[meteorite-list] Curiosity Mars Rover's Weather Data Bolster Case for Brine

Ron Baalke baalke at zagami.jpl.nasa.gov
Tue Apr 14 11:59:09 EDT 2015


http://www.jpl.nasa.gov/news/news.php?feature=4549

NASA Mars Rover's Weather Data Bolster Case for Brine
Jet Propulsion Laboratory
April 13, 2015

Fast Facts:

* Conditions that might produce liquid brine in Martian soil extend closer 
to the equator than expected

* Perchlorate salt in soil can pull water molecules from the atmosphere 
and act as anti-freeze

* Presence of brine would not make Curiosity's vicinity favorable for 
microbes

Martian weather and soil conditions that NASA's Curiosity rover has measured, 
together with a type of salt found in Martian soil, could put liquid brine 
in the soil at night.

Perchlorate identified in Martian soil by the Curiosity mission, and previously 
by NASA's Phoenix Mars Lander mission, has properties of absorbing water 
vapor from the atmosphere and lowering the freezing temperature of water. 
This has been proposed for years as a mechanism for possible existence 
of transient liquid brines at higher latitudes on modern Mars, despite 
the Red Planet's cold and dry conditions.

New calculations were based on more than a full Mars year of temperature 
and humidity measurements by Curiosity. They indicate that conditions 
at the rover's near-equatorial location were favorable for small quantities 
of brine to form during some nights throughout the year, drying out again 
after sunrise. Conditions should be even more favorable at higher latitudes, 
where colder temperatures and more water vapor can result in higher relative 
humidity more often.

· · · ·

*SET PROBLEM 1:*
For each statement, say yes or no to whether it agrees with the report on Curiosity's weather data, and quote the words of the report that decide it: (a) Perchlorate lowers the freezing temperature of water. (b) The presence of brine would make Curiosity's vicinity favorable for microbes. (c) The new calculations drew on less than one Mars year of measurements.
*SET PROBLEM 2:*
Reproduce the report on Curiosity's weather data from "Martian weather and" up to and including "temperature of water.".
You will not need the data that comes after this text.

· · · ·

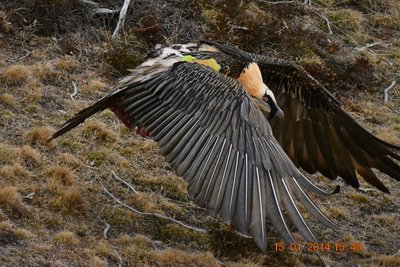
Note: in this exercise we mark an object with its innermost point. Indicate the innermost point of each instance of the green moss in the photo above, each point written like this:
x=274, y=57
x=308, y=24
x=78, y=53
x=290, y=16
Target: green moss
x=209, y=15
x=175, y=233
x=347, y=19
x=171, y=186
x=98, y=157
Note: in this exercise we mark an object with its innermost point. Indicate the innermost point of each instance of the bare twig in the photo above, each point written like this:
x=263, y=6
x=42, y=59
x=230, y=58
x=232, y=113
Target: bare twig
x=108, y=227
x=103, y=10
x=121, y=19
x=201, y=230
x=366, y=190
x=367, y=46
x=89, y=3
x=75, y=92
x=386, y=91
x=28, y=53
x=29, y=196
x=277, y=2
x=124, y=182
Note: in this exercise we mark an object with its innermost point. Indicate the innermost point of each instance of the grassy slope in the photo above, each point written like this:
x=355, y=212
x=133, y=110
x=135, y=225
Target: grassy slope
x=52, y=208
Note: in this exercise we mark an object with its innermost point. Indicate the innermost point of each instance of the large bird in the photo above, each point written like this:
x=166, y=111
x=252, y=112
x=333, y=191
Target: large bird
x=236, y=126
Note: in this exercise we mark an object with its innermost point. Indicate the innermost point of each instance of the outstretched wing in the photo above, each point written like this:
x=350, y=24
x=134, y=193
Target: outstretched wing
x=318, y=135
x=214, y=136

· · · ·

*COMPLETE OUTPUT 1:*
(a) Yes: "lowering the freezing temperature of water"
(b) No: "Presence of brine would not make Curiosity's vicinity favorable for microbes"
(c) No: "more than a full Mars year of temperature and humidity measurements by Curiosity"

*COMPLETE OUTPUT 2:*
Martian weather and soil conditions that NASA's Curiosity rover has measured, 
together with a type of salt found in Martian soil, could put liquid brine 
in the soil at night.

Perchlorate identified in Martian soil by the Curiosity mission, and previously 
by NASA's Phoenix Mars Lander mission, has properties of absorbing water 
vapor from the atmosphere and lowering the freezing temperature of water.